▶ _To do_
Among the records that follow, how many lines contain the word "distant"? Give the number and no other words.

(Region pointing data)
========
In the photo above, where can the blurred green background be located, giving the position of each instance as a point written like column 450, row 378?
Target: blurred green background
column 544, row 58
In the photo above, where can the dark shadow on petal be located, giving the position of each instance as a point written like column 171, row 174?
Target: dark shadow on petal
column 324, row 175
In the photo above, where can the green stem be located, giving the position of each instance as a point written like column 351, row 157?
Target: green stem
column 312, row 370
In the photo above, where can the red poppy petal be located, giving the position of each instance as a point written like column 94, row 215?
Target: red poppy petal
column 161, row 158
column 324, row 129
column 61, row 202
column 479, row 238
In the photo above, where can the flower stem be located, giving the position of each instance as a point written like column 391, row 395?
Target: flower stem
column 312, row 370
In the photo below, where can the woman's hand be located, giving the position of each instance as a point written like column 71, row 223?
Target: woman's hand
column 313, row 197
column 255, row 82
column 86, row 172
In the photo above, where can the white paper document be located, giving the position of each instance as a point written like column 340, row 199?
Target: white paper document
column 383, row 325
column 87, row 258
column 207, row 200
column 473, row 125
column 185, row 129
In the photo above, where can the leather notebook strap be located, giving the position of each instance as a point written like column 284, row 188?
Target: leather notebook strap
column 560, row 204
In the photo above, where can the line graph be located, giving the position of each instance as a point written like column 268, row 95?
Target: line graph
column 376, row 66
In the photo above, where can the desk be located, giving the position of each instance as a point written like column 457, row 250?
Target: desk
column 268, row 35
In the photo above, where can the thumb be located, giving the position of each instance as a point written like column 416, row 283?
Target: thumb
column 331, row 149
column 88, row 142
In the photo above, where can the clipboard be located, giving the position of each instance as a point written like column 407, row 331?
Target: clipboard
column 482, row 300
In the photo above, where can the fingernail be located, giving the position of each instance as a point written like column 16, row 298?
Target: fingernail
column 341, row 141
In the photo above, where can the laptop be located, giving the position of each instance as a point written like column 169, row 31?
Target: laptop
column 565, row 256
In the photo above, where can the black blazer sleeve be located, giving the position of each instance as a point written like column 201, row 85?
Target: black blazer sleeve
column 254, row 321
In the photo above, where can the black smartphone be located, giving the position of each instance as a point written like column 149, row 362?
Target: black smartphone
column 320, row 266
========
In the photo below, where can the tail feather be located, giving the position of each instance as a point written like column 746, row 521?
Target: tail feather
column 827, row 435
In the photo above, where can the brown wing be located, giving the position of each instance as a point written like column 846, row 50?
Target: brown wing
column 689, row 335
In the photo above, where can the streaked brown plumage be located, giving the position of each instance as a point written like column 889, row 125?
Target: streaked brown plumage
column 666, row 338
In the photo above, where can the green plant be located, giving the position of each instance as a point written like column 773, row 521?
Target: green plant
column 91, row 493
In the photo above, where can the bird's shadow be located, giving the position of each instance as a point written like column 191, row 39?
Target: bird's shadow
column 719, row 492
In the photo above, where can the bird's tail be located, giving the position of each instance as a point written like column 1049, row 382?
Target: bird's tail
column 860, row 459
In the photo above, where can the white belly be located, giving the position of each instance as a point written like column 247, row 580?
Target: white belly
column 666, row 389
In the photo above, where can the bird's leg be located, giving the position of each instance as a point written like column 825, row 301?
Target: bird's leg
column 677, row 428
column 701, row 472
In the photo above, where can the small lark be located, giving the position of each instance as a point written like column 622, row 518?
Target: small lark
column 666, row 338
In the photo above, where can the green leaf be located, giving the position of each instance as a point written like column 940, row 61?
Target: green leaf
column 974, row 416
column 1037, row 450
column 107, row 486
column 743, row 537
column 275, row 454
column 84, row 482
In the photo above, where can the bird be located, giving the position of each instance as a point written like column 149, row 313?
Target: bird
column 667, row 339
========
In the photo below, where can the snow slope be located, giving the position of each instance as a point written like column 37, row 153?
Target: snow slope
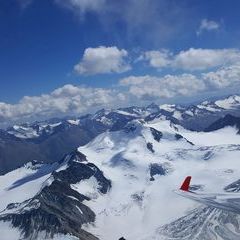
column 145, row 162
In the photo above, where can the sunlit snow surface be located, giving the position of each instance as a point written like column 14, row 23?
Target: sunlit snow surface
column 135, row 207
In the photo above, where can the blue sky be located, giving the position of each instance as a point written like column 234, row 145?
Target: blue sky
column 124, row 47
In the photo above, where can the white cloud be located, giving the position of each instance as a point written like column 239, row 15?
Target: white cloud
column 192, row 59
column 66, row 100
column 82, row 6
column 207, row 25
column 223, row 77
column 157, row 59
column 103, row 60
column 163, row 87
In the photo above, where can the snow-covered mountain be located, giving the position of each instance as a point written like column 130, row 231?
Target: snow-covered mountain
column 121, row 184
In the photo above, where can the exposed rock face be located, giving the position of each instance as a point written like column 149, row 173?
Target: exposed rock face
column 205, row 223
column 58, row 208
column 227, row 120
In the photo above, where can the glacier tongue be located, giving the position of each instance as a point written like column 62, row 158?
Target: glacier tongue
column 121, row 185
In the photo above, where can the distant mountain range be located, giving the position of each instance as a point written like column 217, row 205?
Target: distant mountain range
========
▶ _Your solution_
2